- Что нужно сделать:
Продолжите приведённый ниже текст о том, как учёные оценивают историческую достоверность «Повести о переселении готов», начав сразу после его последнего предложения.

По этой причине многие учёные, не отрицая наличия в «Повести о переселении готов» фольклорной основы, видели в ней отражение реальных исторических событий. Так, Х. Вольфрам считает, что она, пусть и в преломленном сквозь самосознание представителей рода Амалов VI в. виде, передаёт реальные события готской истории (Вольфрам 2003: 30–31, 61–66, 69–70). «Зерно исторической истины» видел в повествовании Иордана М.Б. Щукин (см. цитаты ниже). В.В. Седов считал, что сведения Иордана о готской миграции вполне поддаются сопоставлению с данными археологии (Седов 1994: 222–232; 1999б: 156–169; 2002: 142–150).
Ярко выразили позитивное отношение к историчности данных «Повести о переселении готов» Д.А. Мачинский и С.В. Воронятов, которые настаивают на её высокой достоверности: «Несомненно, мы имеем дело с первоклассным и недооценённым в отечественной и зарубежной науке историческим источником» (Мачинский, Воронятов 2011: 248); «несомненно, в готском предании есть некоторые образы и сюжеты, которые напоминают «общие места» в сказаниях разных народов о переселении. Но эти сюжеты в нашем случае столь конкретны и столь хорошо подтверждены археологией, что и к ним следует отнестись с достаточным доверием» (Мачинский, Воронятов 2011: 251. Примечание 6).

- Предоставленные данные:

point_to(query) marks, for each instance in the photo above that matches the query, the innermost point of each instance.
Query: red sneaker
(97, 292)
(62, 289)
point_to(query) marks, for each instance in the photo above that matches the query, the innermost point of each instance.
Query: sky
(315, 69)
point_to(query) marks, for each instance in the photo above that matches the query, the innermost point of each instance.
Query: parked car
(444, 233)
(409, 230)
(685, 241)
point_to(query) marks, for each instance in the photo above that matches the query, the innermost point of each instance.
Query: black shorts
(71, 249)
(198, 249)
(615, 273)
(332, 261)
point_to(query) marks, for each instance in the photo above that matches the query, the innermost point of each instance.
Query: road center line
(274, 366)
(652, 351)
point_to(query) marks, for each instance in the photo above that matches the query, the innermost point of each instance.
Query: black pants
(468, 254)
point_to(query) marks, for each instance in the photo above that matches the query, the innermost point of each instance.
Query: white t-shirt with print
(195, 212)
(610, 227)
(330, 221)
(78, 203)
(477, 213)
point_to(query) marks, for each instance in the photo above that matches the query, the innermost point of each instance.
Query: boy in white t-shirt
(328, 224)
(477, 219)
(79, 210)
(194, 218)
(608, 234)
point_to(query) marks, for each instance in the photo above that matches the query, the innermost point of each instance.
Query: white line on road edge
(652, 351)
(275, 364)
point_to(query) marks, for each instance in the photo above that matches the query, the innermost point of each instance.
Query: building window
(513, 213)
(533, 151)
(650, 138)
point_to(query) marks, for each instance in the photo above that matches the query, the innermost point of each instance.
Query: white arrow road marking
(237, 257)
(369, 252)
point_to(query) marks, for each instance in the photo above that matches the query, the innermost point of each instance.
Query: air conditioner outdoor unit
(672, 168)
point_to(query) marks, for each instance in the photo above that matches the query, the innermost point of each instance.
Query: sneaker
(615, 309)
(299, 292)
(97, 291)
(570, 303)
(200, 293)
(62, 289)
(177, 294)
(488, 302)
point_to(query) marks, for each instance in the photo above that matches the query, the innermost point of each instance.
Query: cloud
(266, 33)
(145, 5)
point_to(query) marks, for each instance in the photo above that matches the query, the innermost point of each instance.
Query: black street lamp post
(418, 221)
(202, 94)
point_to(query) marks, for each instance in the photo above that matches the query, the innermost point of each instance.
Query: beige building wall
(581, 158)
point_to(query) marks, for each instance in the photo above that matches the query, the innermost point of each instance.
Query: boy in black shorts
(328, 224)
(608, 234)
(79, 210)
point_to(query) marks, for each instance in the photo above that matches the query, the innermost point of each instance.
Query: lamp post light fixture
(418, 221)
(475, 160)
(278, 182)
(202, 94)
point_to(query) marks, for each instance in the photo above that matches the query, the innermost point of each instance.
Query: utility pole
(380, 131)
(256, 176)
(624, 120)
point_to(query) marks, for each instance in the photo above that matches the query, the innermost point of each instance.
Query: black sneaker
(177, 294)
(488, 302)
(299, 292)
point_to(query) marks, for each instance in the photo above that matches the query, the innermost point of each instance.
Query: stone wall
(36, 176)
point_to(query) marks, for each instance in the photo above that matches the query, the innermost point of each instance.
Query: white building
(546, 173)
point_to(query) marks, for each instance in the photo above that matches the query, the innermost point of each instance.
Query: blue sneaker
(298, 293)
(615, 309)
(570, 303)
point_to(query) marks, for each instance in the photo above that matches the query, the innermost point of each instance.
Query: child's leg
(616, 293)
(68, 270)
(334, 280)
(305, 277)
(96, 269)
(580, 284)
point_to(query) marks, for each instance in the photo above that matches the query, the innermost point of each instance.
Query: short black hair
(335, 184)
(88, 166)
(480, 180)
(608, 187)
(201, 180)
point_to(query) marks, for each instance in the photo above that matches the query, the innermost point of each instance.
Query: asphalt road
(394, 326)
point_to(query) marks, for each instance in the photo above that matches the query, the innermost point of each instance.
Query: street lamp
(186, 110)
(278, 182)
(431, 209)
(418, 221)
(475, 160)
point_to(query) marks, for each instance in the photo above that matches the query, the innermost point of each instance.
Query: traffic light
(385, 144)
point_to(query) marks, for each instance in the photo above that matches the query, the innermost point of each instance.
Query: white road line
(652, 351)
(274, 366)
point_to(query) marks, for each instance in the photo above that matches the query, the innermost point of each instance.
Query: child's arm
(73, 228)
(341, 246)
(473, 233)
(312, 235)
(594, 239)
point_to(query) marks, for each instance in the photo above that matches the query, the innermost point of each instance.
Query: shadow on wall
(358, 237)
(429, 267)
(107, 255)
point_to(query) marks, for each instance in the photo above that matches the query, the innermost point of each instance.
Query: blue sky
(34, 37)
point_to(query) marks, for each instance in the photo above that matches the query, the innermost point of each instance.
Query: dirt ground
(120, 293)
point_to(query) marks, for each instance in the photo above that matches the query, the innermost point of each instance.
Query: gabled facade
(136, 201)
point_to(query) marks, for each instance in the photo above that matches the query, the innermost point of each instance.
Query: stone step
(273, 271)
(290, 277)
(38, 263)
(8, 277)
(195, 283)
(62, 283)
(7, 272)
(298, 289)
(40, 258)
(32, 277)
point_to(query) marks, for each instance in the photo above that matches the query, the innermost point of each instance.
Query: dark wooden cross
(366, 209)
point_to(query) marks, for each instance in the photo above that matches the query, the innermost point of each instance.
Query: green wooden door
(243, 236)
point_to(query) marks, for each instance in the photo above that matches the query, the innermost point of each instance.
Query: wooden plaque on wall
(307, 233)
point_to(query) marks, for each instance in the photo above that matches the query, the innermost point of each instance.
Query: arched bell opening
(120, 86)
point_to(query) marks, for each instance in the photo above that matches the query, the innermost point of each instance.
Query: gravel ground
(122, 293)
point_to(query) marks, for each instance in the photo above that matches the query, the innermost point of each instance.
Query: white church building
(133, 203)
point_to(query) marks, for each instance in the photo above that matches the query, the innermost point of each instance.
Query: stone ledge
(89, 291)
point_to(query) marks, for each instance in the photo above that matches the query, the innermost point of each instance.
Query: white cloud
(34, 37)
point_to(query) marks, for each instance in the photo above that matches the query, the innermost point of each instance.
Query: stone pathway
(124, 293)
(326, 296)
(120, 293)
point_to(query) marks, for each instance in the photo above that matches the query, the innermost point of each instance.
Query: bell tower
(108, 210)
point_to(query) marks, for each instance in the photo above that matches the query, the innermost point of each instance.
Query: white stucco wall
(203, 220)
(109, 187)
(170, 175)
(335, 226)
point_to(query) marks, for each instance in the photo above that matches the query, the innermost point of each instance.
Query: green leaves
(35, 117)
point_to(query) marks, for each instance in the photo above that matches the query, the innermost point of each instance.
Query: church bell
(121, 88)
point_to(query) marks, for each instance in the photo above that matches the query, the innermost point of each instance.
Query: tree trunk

- Ответ:
Доверие этих авторов к данным Иордана доходит до откровенной наивности: в чисто фольклорных формулах они готовы видеть свидетельства некоей реальности. «Несомненно, чисто «прозаическая» вставка в этот текст, являющийся сокращённым прозаическим пересказом песенного, это фрагмент: «Можно поверить свидетельству путников, что до сего дня там слышатся…», свидетельствующий о том, что и позднее, после ухода готов из «Скифии» некие конкретные «путники» проникали в места, описанные в «песни о переселении», и имели совершенно определённые сведения о местонахождении «болотистой» местности… Этот фрагмент восходит, вероятнее всего, только к Аблавию… и не имеет прямого отношения к песенно-эпической традиции. Такого же характера фрагмент: «До сего дня оно так и называется Gothiscandza» (курсив мой. – М.Ж.)» (Мачинский, Воронятов 2011: 249). На самом деле оборот «до сего дня» является характерным именно для фольклора, для «устной истории», выполняя роль «историзации» повествования. В этом качестве он используется, к примеру, и в русских летописных легендах (ПВЛ 2007: 9, 10, 20, 27, 29, 33, 35, 36, 38, 39, 50, 52, 64, 65, 66, 68, 69, 71, 83 – характерно, что во второй половине XI в. употребление данного оборота в Повести временных лет прекращается, что указывает на резкое падение в этот период роли «устной истории» в летописном повествовании).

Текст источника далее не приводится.